== Segment start ==

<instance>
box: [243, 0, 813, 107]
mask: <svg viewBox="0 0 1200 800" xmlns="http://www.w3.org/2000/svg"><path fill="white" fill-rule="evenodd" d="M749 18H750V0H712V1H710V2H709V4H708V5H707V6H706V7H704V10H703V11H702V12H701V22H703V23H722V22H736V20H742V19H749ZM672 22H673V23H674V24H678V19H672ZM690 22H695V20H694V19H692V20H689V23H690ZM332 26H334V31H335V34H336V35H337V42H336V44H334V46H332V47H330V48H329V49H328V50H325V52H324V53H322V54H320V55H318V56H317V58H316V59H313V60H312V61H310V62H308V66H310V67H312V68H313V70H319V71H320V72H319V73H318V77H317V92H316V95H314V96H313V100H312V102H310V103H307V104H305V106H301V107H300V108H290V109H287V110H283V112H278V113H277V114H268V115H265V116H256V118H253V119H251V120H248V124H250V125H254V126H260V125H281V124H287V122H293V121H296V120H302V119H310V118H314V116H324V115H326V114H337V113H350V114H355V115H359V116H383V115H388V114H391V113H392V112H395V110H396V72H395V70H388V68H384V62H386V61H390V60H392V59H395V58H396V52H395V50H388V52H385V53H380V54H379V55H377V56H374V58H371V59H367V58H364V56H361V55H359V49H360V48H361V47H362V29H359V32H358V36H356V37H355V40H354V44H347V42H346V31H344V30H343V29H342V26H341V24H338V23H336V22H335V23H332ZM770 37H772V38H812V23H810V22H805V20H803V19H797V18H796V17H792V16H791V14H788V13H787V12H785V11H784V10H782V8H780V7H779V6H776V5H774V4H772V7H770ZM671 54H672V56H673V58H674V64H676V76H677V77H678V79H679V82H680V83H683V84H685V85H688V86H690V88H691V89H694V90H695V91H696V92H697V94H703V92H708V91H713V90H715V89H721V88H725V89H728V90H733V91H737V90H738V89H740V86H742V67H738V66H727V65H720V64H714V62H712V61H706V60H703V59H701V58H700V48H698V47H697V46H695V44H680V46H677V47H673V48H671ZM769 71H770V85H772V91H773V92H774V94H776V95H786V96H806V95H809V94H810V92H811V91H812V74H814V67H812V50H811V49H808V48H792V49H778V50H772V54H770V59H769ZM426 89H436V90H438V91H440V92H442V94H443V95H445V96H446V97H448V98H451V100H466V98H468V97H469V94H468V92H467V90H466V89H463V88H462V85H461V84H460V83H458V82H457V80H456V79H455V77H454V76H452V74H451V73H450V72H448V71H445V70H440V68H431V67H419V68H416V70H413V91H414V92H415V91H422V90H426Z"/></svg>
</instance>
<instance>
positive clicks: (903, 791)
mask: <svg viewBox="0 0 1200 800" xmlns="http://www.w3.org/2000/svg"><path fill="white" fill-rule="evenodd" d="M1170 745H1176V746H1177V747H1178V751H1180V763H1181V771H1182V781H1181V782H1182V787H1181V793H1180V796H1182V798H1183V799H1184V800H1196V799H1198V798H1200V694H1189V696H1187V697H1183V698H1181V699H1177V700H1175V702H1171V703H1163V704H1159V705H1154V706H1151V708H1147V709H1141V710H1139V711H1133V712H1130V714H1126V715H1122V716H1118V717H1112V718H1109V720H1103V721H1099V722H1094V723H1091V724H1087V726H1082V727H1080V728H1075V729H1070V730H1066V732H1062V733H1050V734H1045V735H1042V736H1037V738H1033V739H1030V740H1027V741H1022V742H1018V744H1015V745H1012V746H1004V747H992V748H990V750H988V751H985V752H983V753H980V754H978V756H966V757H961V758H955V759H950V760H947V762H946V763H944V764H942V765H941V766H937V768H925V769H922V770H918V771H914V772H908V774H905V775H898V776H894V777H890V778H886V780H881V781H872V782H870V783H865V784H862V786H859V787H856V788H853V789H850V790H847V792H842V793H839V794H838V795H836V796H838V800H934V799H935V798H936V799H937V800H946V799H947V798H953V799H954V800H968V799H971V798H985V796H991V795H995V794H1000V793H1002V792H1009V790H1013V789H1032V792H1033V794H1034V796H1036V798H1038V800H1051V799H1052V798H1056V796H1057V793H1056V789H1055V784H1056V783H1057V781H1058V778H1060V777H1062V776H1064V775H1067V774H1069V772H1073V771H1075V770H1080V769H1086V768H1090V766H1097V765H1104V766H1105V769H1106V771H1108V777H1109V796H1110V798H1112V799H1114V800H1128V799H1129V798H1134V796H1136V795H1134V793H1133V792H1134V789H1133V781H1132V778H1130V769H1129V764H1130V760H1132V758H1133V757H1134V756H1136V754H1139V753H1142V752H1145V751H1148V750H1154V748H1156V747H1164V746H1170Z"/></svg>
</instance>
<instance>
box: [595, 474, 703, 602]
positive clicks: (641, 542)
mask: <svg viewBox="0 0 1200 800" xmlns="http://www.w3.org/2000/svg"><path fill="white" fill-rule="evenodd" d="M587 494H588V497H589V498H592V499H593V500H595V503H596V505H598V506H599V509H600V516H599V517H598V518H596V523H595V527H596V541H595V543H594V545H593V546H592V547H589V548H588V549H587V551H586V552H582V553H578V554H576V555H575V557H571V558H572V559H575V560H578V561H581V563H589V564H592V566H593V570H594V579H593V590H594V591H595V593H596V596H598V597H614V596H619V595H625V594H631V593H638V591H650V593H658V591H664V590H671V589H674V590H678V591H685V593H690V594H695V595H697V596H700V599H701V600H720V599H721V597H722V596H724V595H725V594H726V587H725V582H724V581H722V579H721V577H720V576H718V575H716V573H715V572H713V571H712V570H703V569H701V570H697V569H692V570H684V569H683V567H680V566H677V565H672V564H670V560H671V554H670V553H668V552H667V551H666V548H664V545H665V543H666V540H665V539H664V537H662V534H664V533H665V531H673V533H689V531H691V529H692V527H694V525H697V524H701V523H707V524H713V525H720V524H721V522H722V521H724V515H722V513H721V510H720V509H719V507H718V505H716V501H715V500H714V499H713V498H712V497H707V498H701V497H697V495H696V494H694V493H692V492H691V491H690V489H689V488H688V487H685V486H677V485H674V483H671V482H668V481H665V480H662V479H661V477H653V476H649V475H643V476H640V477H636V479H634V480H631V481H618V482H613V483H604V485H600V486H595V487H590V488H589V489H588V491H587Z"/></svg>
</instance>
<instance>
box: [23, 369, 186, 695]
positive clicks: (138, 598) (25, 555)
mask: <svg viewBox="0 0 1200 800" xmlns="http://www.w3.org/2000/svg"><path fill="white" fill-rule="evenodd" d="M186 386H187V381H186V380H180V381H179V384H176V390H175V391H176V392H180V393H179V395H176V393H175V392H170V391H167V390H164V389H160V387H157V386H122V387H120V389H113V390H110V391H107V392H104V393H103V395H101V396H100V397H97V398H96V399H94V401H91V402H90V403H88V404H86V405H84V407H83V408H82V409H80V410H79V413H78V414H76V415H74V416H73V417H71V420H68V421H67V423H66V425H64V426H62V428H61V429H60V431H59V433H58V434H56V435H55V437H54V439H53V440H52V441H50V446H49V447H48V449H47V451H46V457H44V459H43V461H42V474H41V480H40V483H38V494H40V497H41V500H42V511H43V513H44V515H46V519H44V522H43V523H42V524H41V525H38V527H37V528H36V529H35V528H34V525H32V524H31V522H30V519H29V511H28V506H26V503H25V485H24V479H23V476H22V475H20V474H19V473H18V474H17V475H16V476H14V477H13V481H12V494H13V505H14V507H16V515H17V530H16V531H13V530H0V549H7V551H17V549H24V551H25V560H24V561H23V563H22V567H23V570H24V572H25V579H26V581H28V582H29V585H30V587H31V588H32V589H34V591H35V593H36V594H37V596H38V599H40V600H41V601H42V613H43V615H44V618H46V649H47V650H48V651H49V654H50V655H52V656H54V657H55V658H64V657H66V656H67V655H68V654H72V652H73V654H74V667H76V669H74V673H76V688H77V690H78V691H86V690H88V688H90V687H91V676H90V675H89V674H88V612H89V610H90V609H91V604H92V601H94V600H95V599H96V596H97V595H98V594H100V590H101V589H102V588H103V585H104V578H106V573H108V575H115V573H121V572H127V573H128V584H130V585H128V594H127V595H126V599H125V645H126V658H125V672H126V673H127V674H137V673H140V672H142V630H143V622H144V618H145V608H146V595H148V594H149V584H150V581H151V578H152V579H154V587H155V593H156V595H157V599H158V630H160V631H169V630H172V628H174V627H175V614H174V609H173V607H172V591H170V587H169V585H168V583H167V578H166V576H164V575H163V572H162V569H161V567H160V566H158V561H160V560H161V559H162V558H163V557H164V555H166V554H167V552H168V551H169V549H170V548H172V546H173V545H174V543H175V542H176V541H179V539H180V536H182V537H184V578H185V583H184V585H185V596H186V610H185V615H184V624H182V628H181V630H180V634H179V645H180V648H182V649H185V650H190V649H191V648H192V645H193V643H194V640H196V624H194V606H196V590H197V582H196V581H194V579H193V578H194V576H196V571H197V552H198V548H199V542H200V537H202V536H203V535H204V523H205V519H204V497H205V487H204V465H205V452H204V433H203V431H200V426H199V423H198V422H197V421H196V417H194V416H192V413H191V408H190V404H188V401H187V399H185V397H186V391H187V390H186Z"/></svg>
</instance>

== Segment end ==

▸ Exercise objective
Please pick out and copy every line in the rows above that contains the string "positive".

▸ Exercise output
positive clicks: (903, 791)
positive clicks: (641, 542)
positive clicks: (138, 598) (25, 555)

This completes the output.